→ PROBLEM REQUIREMENTS:
Answer these questions using the text about Lord Popat.
1. In what month and year was Lord Popat appointed trade envoy to Rwanda and Uganda?
2. What kind of firms made up the delegation he led to Uganda in June 2019?
3. In what month and year did he publish his memoirs?

→ TEXT:
=== Section Start ===

Lord Popat considers himself a "child of Africa" and in January 2016 he was appointed as the Prime Minister's Trade Envoy to Rwanda and Uganda – the latter being his home country. In October 2020, the Prime Minister added the Democratic Republic of Congo to his roster. Prime Minister Boris Johnson thought that this would open various trade and investment opportunities for UK businesses in the nation. Lord Popat regularly meets with organizations and entrepreneurs to encourage bilateral trade between the UK and these countries. Emerging markets such as those within the Commonwealth offer great opportunities for the next generation of businesses in the UK.

As UK trade envoy, Lord Popat has led several British delegations to Rwanda and Uganda: one in Rwanda in March 2019 where he led a horticultural business delegation and another in Uganda in June 2019 with a delegation of agritech firms.

In August 2019, Lord Popat published his memoirs "A British Subject – How to make it as an immigrant in the best country in the world". The book is a love letter to Britain, the country he calls home. Upon its release, the book received a number of positive reviews. Not withstanding the title and content of his book and his documented history as a refugee who settled in the UK, in an article published 25 April 2022 on the website 'politicsathome.com' he argued that the current asylum system is abused by economic migrants. He also argued that there is good reason for others now seeking refugee status in the UK, to be sent instead to Rwanda, a country with a well documented history of genocide within its own borders.

=== Section End ===

→ SOURCE INFORMATION:
=== Section Start ===

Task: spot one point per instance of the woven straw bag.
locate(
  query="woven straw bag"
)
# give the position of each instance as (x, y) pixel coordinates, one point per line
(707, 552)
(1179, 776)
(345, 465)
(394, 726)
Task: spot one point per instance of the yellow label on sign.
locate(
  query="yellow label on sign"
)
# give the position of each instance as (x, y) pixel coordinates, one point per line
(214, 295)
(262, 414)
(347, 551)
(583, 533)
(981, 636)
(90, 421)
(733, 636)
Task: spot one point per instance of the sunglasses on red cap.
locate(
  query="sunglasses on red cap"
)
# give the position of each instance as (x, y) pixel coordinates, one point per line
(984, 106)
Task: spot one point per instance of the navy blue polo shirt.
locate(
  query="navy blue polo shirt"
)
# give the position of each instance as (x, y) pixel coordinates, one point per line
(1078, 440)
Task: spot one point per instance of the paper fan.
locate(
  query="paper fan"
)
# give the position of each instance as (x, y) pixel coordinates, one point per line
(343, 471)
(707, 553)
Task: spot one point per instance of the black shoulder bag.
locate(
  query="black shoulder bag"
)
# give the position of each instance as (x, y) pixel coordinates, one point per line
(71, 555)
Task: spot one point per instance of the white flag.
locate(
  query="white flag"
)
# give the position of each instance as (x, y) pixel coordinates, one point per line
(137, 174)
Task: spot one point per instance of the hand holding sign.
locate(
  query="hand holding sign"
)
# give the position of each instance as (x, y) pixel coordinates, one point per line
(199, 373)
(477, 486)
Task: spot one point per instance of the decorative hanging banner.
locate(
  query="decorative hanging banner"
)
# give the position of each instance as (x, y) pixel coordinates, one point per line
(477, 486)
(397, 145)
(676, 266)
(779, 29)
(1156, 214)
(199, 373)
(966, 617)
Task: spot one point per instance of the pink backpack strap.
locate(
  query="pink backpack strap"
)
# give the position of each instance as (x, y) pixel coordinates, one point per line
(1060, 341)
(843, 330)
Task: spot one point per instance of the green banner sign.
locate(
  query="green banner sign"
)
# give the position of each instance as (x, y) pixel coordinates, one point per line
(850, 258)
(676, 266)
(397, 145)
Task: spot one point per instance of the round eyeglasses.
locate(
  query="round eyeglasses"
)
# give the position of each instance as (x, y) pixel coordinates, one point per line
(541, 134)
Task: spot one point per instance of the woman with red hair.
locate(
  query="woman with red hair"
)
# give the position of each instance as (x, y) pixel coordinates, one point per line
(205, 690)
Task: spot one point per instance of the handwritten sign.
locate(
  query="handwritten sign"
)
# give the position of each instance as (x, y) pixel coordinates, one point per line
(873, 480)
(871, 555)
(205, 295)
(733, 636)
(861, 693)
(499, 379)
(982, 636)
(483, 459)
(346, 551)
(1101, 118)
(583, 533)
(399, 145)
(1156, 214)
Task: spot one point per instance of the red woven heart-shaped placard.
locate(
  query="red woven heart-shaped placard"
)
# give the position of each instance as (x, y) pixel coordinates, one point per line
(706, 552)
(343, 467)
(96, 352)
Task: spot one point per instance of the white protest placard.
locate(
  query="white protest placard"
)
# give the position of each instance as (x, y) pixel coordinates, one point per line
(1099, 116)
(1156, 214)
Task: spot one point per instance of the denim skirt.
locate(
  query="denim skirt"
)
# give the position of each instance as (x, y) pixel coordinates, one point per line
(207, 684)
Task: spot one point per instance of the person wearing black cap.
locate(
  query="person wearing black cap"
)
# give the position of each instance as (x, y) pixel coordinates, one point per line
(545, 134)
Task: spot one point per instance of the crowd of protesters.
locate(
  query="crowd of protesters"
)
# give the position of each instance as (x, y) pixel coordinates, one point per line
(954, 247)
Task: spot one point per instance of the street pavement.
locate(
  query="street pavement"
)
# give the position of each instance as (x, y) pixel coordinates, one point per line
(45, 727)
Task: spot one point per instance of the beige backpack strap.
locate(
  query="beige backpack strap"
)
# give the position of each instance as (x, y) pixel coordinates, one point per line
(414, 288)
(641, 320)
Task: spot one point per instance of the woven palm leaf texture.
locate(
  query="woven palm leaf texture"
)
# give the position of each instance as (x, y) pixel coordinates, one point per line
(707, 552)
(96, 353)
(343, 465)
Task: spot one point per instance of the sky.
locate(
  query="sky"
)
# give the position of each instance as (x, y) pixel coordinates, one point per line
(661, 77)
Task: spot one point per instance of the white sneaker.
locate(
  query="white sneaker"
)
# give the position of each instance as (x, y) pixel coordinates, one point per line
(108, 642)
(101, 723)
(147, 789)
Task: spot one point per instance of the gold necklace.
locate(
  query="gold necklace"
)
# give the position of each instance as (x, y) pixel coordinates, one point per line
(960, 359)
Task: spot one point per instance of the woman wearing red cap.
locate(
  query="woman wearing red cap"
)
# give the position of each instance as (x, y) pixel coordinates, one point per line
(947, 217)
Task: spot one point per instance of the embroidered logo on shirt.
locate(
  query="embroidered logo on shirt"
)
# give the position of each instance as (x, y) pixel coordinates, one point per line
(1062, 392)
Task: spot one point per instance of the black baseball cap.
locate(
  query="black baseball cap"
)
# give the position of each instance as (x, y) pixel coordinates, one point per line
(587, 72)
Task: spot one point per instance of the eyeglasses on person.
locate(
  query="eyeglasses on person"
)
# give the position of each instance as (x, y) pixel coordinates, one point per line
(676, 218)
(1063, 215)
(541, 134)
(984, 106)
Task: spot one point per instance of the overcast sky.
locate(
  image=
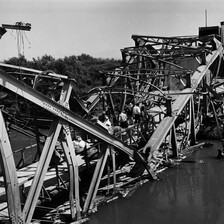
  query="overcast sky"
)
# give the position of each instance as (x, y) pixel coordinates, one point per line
(99, 28)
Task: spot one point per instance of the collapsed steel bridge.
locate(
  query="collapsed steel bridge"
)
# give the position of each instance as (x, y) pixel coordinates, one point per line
(177, 79)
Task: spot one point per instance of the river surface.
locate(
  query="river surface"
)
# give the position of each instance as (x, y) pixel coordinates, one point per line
(190, 193)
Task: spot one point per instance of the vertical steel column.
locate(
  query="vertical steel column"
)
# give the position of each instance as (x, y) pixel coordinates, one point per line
(174, 142)
(75, 172)
(71, 177)
(96, 179)
(10, 176)
(41, 171)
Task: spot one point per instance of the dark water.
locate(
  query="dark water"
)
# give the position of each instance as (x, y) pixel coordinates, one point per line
(192, 192)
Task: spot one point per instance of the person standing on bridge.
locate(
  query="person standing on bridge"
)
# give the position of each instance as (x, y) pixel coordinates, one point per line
(123, 119)
(136, 113)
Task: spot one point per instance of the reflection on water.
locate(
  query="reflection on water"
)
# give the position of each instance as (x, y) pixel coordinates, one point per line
(192, 192)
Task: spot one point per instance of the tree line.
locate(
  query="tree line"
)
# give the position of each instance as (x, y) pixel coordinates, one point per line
(84, 68)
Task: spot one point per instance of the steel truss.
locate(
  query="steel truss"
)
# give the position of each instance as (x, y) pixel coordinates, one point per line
(173, 77)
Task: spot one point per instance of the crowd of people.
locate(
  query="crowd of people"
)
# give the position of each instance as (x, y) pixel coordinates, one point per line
(131, 114)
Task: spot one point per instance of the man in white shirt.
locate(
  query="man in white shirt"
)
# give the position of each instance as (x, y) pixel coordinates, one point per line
(136, 113)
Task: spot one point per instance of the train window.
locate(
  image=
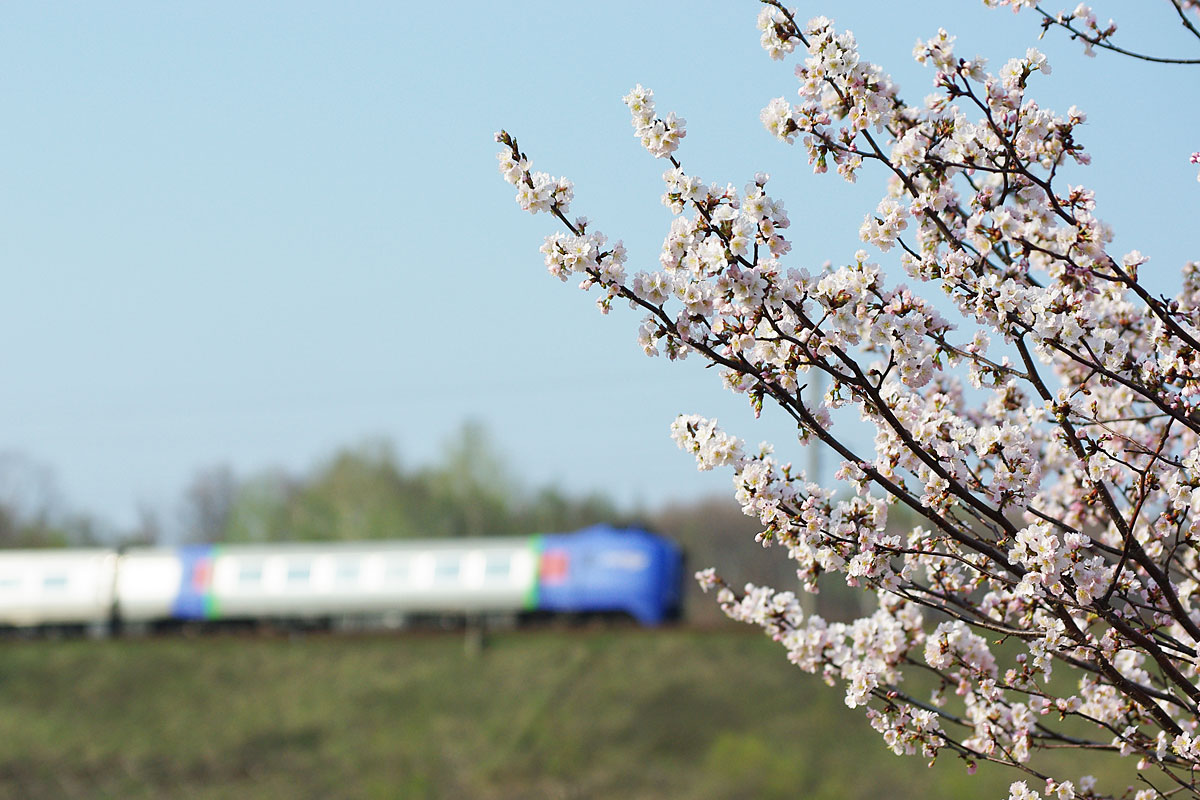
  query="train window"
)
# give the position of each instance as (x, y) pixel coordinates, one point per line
(251, 572)
(445, 569)
(347, 572)
(497, 566)
(396, 571)
(299, 572)
(54, 582)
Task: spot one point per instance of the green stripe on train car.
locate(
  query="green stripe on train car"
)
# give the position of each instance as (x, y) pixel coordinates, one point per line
(535, 546)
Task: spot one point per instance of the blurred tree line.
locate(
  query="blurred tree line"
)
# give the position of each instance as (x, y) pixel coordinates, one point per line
(365, 492)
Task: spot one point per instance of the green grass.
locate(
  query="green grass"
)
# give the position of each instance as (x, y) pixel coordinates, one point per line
(543, 714)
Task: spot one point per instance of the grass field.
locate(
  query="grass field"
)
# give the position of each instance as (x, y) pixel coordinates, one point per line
(545, 714)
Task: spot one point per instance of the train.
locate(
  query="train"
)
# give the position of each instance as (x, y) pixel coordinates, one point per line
(599, 570)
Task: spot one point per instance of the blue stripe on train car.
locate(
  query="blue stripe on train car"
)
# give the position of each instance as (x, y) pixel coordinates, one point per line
(195, 597)
(604, 569)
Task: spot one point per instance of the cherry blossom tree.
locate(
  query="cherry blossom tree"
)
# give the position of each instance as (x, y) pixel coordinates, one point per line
(1051, 451)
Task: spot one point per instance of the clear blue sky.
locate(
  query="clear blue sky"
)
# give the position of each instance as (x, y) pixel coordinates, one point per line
(250, 233)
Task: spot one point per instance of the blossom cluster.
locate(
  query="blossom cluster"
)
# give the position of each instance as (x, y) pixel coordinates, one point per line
(1033, 481)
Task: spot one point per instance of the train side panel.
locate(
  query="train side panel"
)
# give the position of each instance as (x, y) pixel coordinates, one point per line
(67, 587)
(315, 581)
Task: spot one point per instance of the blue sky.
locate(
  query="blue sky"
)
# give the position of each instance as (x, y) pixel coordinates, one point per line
(251, 233)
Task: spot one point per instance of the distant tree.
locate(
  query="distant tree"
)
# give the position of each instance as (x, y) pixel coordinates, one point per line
(208, 504)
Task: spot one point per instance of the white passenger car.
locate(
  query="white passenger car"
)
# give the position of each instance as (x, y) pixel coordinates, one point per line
(69, 587)
(327, 579)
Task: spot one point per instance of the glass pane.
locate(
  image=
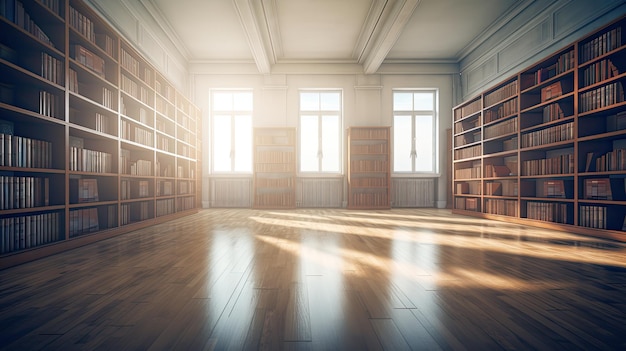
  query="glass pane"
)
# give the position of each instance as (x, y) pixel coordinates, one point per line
(243, 144)
(242, 101)
(330, 144)
(402, 144)
(330, 101)
(309, 144)
(423, 101)
(402, 101)
(424, 137)
(309, 102)
(221, 143)
(222, 101)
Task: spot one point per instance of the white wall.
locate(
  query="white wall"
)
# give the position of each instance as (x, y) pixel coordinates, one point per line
(367, 100)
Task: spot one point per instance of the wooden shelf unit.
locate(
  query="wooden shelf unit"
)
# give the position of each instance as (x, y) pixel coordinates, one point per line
(369, 168)
(274, 167)
(94, 142)
(547, 147)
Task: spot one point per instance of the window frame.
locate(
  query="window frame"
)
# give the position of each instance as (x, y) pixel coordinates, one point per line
(413, 113)
(320, 114)
(232, 114)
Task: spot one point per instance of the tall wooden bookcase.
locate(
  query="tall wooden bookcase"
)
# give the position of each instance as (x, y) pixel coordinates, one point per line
(547, 146)
(94, 141)
(369, 168)
(274, 167)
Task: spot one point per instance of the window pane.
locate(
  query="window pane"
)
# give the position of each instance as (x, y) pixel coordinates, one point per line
(309, 144)
(402, 101)
(402, 144)
(242, 101)
(221, 143)
(309, 102)
(330, 101)
(423, 102)
(222, 101)
(424, 134)
(243, 144)
(330, 143)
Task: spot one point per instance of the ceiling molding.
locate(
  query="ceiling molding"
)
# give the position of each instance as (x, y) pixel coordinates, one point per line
(251, 27)
(398, 17)
(156, 14)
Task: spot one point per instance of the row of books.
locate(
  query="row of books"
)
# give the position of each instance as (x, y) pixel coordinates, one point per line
(135, 90)
(131, 132)
(501, 93)
(598, 72)
(468, 173)
(561, 132)
(502, 128)
(90, 60)
(165, 143)
(564, 63)
(468, 152)
(467, 138)
(24, 232)
(548, 211)
(562, 164)
(23, 192)
(467, 204)
(469, 109)
(14, 11)
(467, 124)
(593, 216)
(603, 96)
(501, 188)
(471, 188)
(131, 64)
(600, 45)
(165, 108)
(165, 207)
(51, 68)
(502, 207)
(84, 160)
(135, 211)
(505, 109)
(17, 151)
(614, 160)
(82, 24)
(49, 104)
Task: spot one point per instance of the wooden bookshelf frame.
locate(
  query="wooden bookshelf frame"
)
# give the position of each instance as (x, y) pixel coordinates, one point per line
(532, 148)
(106, 144)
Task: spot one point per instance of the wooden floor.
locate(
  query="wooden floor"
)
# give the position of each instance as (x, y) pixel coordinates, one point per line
(414, 279)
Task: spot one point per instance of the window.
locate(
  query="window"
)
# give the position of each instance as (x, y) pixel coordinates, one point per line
(232, 131)
(320, 131)
(414, 131)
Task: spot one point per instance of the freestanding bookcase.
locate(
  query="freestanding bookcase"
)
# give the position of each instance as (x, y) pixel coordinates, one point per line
(94, 141)
(369, 168)
(274, 167)
(547, 146)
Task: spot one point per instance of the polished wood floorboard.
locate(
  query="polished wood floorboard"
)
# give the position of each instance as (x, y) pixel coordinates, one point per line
(327, 279)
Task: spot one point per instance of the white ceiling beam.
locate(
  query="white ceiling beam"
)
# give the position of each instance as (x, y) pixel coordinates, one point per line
(389, 33)
(250, 23)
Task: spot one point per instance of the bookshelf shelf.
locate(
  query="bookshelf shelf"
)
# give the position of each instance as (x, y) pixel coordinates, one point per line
(79, 133)
(368, 167)
(561, 125)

=== Section End ===

→ RESULT:
1. January 2016
2. Agritech firms
3. August 2019